Page:

......

Warm, witty woman is not a cold bimbo
The real Celia Larkin is a kind, intelligent woman who does not deserve to be vilified in the Bertie TV series, says Barry Egan
IDIDN'T recognise Celia Larkin on the documentary, Bertie, last Monday night. I hope you didn't either.
The Celia I know is always available for a long chat on the phone, or a laugh at a lunch in Town Bar & Grill or at a charity ball. The Celia I know is warm-hearted and great at giving advice on relationships and the like -- again, mostly at balls -- to me. She would laugh like a drain when a joke was told.
The Celia Larkin I know is witty and full of fun. When I was in Los Angeles a few years ago interviewing Pamela Anderson, she texted me questions to ask the Baywatch icon.
The Celia Larkin I know is selfless. She got me an interview with Bertie Ahern in 2006. That is her all over. She would go out of her way to help you. She doesn't look for anything in return. She even advised me on my diet. I will never eat fruit at the end of a meal again after what she told me about putrification.
So, the thundering bitch that was portrayed on the Bertie documentary bore no resemblance to reality for me, or, I'd imagine, for the rest of the country. It wasn't enjoyable to watch.
In the first part in the four-part documentary series on RTE about former Taoiseach Bertie Ahern, Celia was unjustly vilified as an unlikeable bimbo by members of the so-called Drumcondra Mafia (it was actually Charlie Haughey who first referred to them as that).
When asked on the documentary whether he felt Celia Larkin was in any way important to Bertie Ahern's operation, Chris Wall replied with a blokeish dismissal characteristic of the Drumcondra Mafia: "No."
It is hard to imagine how Wall's churlishness sits with the elegant woman who is generally accepted as having guided Bertie politically, behind the scenes, and who accompanied Bertie when he paid his first visit as Taoiseach to American President Bill Clinton in the White House in December 1997. It is hard to imagine how Wall's churlishness sits with this lady of conviction who stood up to the Catholic Church when it expressed displeasure at her name being on an official invitation to Dublin Castle with An Taoiseach.
Paddy Duffy, another member of the northside mob, added that on Monday night's Celia kickathon, "the majority of us wouldn't be that mad about her. In the social circle it could be quite tense and difficult. She staked her claim, it was her space and people had to skirt around that".

......

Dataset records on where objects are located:
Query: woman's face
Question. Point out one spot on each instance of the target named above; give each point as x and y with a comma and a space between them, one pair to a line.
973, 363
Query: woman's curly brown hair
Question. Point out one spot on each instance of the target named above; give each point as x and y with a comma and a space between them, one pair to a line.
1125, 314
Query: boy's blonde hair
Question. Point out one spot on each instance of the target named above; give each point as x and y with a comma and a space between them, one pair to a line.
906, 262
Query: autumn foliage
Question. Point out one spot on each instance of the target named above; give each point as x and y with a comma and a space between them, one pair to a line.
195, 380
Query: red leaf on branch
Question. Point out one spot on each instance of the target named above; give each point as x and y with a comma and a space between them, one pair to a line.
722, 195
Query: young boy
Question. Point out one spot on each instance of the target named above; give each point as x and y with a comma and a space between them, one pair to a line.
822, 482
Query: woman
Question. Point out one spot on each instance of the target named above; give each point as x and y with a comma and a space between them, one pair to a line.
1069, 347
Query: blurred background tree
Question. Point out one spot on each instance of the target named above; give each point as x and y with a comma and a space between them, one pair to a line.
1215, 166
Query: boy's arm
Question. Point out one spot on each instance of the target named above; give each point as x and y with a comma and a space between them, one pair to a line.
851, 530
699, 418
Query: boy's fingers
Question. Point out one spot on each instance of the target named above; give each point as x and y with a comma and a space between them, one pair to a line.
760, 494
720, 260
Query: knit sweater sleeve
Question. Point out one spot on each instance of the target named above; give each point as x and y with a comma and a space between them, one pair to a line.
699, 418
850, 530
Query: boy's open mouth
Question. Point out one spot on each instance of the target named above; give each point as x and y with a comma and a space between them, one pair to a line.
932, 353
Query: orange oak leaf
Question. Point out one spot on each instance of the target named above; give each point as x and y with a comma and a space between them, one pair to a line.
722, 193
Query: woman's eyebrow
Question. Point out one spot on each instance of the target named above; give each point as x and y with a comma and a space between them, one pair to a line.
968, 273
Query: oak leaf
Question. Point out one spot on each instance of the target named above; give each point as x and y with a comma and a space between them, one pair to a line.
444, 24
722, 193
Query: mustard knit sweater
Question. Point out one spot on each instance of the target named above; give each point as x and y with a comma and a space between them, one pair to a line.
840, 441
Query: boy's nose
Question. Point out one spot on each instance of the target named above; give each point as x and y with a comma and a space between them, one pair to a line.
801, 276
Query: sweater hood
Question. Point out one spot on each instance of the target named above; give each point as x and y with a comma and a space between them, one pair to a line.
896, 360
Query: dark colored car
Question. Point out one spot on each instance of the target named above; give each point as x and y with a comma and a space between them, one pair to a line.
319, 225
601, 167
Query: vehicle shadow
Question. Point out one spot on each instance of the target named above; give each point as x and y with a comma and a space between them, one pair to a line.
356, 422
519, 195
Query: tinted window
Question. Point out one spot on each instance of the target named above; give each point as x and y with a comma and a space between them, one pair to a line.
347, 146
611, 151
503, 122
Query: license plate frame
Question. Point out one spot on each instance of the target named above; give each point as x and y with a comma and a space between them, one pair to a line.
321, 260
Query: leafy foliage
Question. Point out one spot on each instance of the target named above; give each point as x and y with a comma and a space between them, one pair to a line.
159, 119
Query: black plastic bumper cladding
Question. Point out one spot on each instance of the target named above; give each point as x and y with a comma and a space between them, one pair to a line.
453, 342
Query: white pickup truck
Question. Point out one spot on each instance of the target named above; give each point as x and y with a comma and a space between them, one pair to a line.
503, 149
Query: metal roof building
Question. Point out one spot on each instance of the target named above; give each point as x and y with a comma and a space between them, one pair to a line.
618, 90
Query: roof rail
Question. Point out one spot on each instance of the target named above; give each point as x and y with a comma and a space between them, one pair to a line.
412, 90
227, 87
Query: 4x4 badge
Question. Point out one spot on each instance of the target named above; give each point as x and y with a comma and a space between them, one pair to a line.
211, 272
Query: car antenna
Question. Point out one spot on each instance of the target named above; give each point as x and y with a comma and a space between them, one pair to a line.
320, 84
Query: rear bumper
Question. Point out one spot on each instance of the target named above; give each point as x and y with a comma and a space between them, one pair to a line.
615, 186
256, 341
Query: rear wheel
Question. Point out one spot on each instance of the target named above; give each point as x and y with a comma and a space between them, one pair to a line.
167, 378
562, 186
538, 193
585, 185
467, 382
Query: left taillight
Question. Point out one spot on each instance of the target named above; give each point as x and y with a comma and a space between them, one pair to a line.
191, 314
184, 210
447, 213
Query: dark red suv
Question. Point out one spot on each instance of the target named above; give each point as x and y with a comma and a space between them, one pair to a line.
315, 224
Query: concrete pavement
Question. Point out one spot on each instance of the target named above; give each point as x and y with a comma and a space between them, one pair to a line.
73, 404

......

Job 1: In the column about Celia Larkin, what year did she get the writer an interview with Bertie Ahern?
Job 2: Reproduce the lines of the records starting at the line that has "Query: dark red suv" and stopping after the last line of the records, keeping both ends.
The column and the records come from separate sources.

Task result 1: 2006

Task result 2:
Query: dark red suv
Question. Point out one spot on each instance of the target named above; give each point as x and y with a comma and a space between them, one pair to a line.
315, 224
Query: concrete pavement
Question. Point out one spot on each instance of the target named above; give each point as x and y with a comma and a space between them, one pair to a line.
73, 404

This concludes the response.